= Предложенный текст =
Тяжелая артиллерия была оснащена пушками навесного огня или гаубицами. Недоставало орудий настильного огня различных калибров как легких, так и тяжелых. После вмешательства его величества кайзера адмиралтейство распорядилось передать нам орудия со списанных боевых кораблей.

Полевая артиллерия оснащалась пушками и гаубицами повышенной дальности стрельбы. Против танка использовалась особая полевая пушка, пробивавшая танковую броню. Только нужно было иметь такие пушки в нужном количестве.

Пехота получила на вооружение ручной пулемет, который мог бы быть и легче и в обращении проще. А так для его обслуживания требовалось слишком много солдат. Между тем решать следовало быстро: пора было начинать массовое производство, которое растягивалось на месяцы.

Много внимания уделялось приобретению новых грузовых автомобилей. С конским парком дело обстояло все хуже: пополнялся он недостаточно и с перебоями. Лошадей должны были заменить грузовики, однако постоянно возникали трудности с их производством из-за нехватки материалов. А автомобили нужны были нам и для перевозки воинских частей.

Время строить танки для нас еще не наступило. Особое место занимала авиационная индустрия. Армии противника соревновались между собой в выпуске наиболее скоростных и быстро взлетающих боевых аэропланов. Но наша самолетостроительная промышленность часто опережала все воюющие страны.

Выше я уже упомянул некоторые из важнейших средств ведения войны, производство которых требовалось резко увеличить. На самом же деле думать приходилось обо всем, важна была каждая мелочь. В колючей проволоке мы нуждались не меньше, чем в патронах и ручных гранатах. Необходимо было все тщательно взвесить и предусмотреть и определить объемы поставок. Эта программа – результат напряженной умственной работы целого коллектива – после многократных совещаний в Берлине приняла законченную форму и получила название «программа Гинденбурга»; помимо производства военной техники и другого военного имущества, она также предусматривала обеспечение армии живой силой и оказание ей пропагандистской поддержки.

= Исходные материалы =

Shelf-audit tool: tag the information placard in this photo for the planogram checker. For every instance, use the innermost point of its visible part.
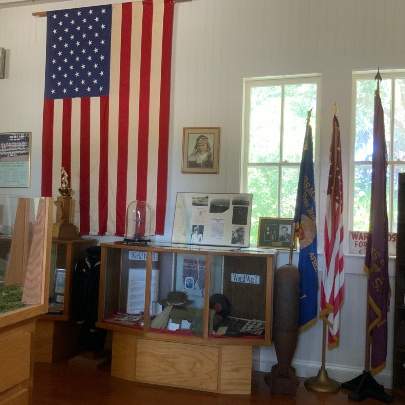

= Письменное задание A =
Объясните по тексту о вооружении армии, почему так много внимания уделялось приобретению новых грузовых автомобилей.
= Письменное задание B =
Выпишите из текста о вооружении армии отрывок от «Много внимания уделялось» до «все воюющие страны.».

= Результат задания A =
Конский парк пополнялся недостаточно и с перебоями, поэтому лошадей должны были заменить грузовики. Кроме того, автомобили были нужны для перевозки воинских частей.

= Результат задания B =
Много внимания уделялось приобретению новых грузовых автомобилей. С конским парком дело обстояло все хуже: пополнялся он недостаточно и с перебоями. Лошадей должны были заменить грузовики, однако постоянно возникали трудности с их производством из-за нехватки материалов. А автомобили нужны были нам и для перевозки воинских частей.

Время строить танки для нас еще не наступило. Особое место занимала авиационная индустрия. Армии противника соревновались между собой в выпуске наиболее скоростных и быстро взлетающих боевых аэропланов. Но наша самолетостроительная промышленность часто опережала все воюющие страны.